| Sayfa alıntısı |
■ ■ ■ ■
GENÇLERİN MESLEK SEÇİMİNDE ZORLANMAMALARI İÇİN NE YAPABİLİRİZ? / Nurdan Başbal

        Yıllardır üniversite tercihinde öğrencilerine yardımcı olan bir rehber öğretmen olarak  ne acıdır ki tercih  döneminde  okuyacağı  bölümü  belirleyen, meslek seçiminde yardım isteyen öğrencilerim oldu. “Öğretmenim aldığım puan bu, bununla nereleri  yazabilirim?” sorusu  bir genç için  kaygı verici bir  soru .Hayalini  kurduğu bölüm için istenen puanı alamayan, bu yüzden istemediği  bölümleri yazan  gençlerimiz  olduğu   gibi, puanı  beklediğinin de  üstünde olup , ‘ puanıma  yazık olmasın’ zihniyetiyle popülerliği yüksek, şimdiye kadar düşünmediği  tıp, hukuk  gibi  bölümleri  yazan  gençlerimiz de var.

Üniversite bitince en geç ortalama  bir yıl sonra  başlayacağı  meslek  hayatına atmışlı yaşlara kadar devam  edecek bu gençlerin ,iki hafta zaman biçilmiş tercih  döneminde  bu kararı vermek zorunda kalmalarında  bir suçlu arayacak mıyız?

Bu sorunun cevabına önce klişelerden başlayalım. İlk klişemiz “Toplumca saygı  görmüş meslekleri seçmelisin, işsiz kalmazsın.” anlayışı. Tıp, hukuk  gibi  bölümlerin dışındakiler  saygıya layık değilmiş gibi  ‘saygı  gören meslek’ algısı  yaratmışız  gençlerin kafasında. Oysa  son yıllarda  üniversitelerimizdeki  bölümler o kadar  çeşitlendi ki gençleri bunlardan haberdar etmek  gerekiyor. Bir rehber öğretmen olarak bu konuda bir hayalimi  geçtiğimiz yıllar içerisinde gerçekleştirebildim diyebilirim.

Diğer bir klişe ise ki en çok rastladığım  “anne, baba  mesleğinin çocuklarında da  devam etmesi”   isteği. Genç istiyorsa  sorun yok tabii ki. Ancak anne , baba doktor olduğu halde çocukları  tıp istemiyor, mühendis ya da   endüstriyel  tasarımcı olmayı  isteyebiliyor. Kendileri  avukat  olduğu   gibi çocuklarının da  avukat olmasını  arzulayan veliler  olabiliyor. Bu  dayatmaya  maruz  kalıp kendini  mecbur  hisseden öğrencilerim  olduğu  gibi  ebeveynlerini  ikna edip yolunu kendi  çizen öğrencilerim de  oldu.
■ ■ ■ ■
Yukarıdaki meslek seçimi yazısından "Diğer bir klişe" ile başlayıp "öğrencilerim de  oldu." sözleri de dahil olmak üzere oraya kadar süren kısmı değiştirmeden yazın.

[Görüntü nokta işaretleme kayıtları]
■ ■ ■ ■
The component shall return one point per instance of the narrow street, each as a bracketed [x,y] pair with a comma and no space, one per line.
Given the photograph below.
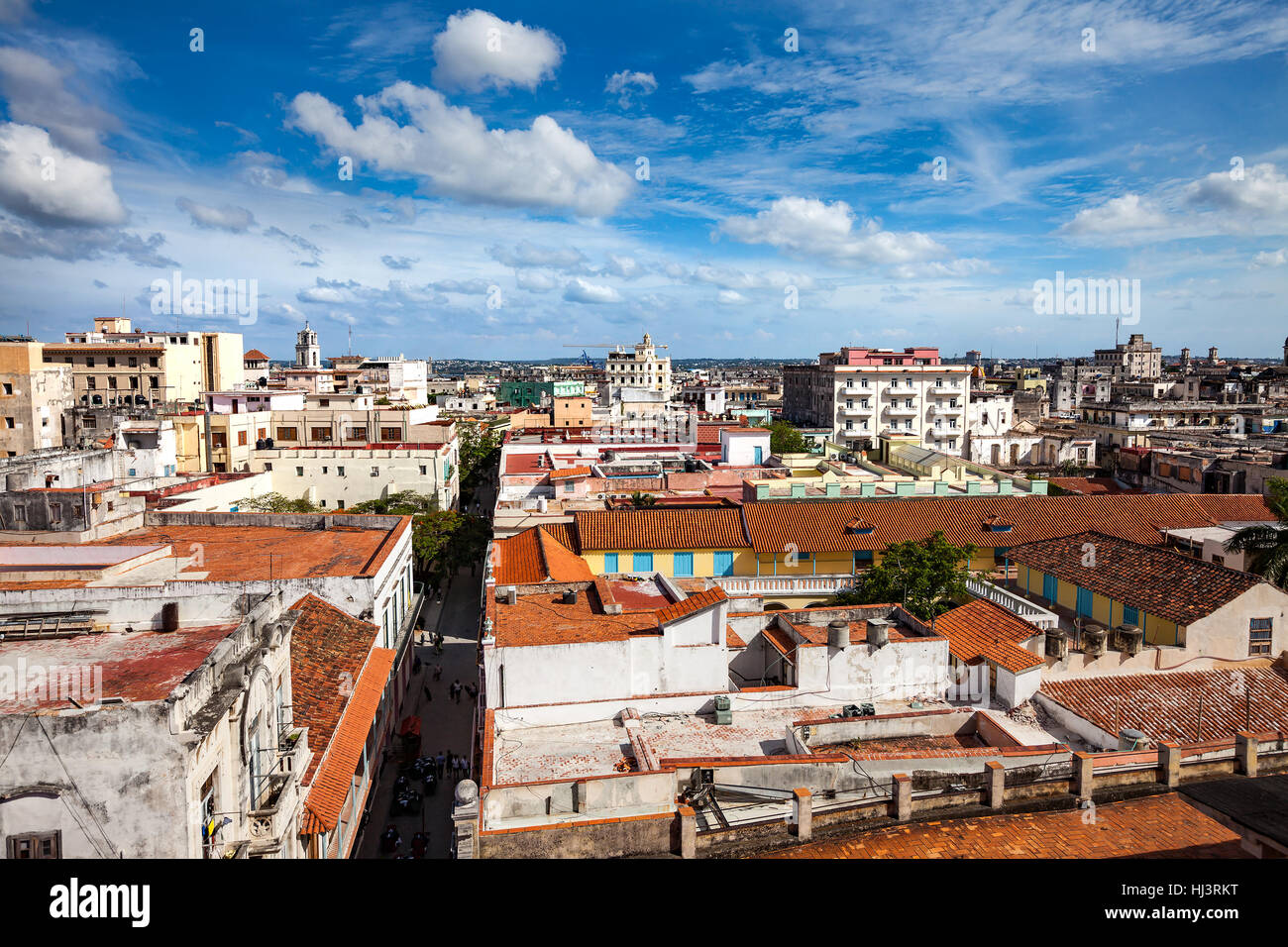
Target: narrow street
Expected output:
[445,723]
■ ■ ■ ■
| Yanıt |
Diğer bir klişe ise ki en çok rastladığım  “anne, baba  mesleğinin çocuklarında da  devam etmesi”   isteği. Genç istiyorsa  sorun yok tabii ki. Ancak anne , baba doktor olduğu halde çocukları  tıp istemiyor, mühendis ya da   endüstriyel  tasarımcı olmayı  isteyebiliyor. Kendileri  avukat  olduğu   gibi çocuklarının da  avukat olmasını  arzulayan veliler  olabiliyor. Bu  dayatmaya  maruz  kalıp kendini  mecbur  hisseden öğrencilerim  olduğu  gibi  ebeveynlerini  ikna edip yolunu kendi  çizen öğrencilerim de  oldu.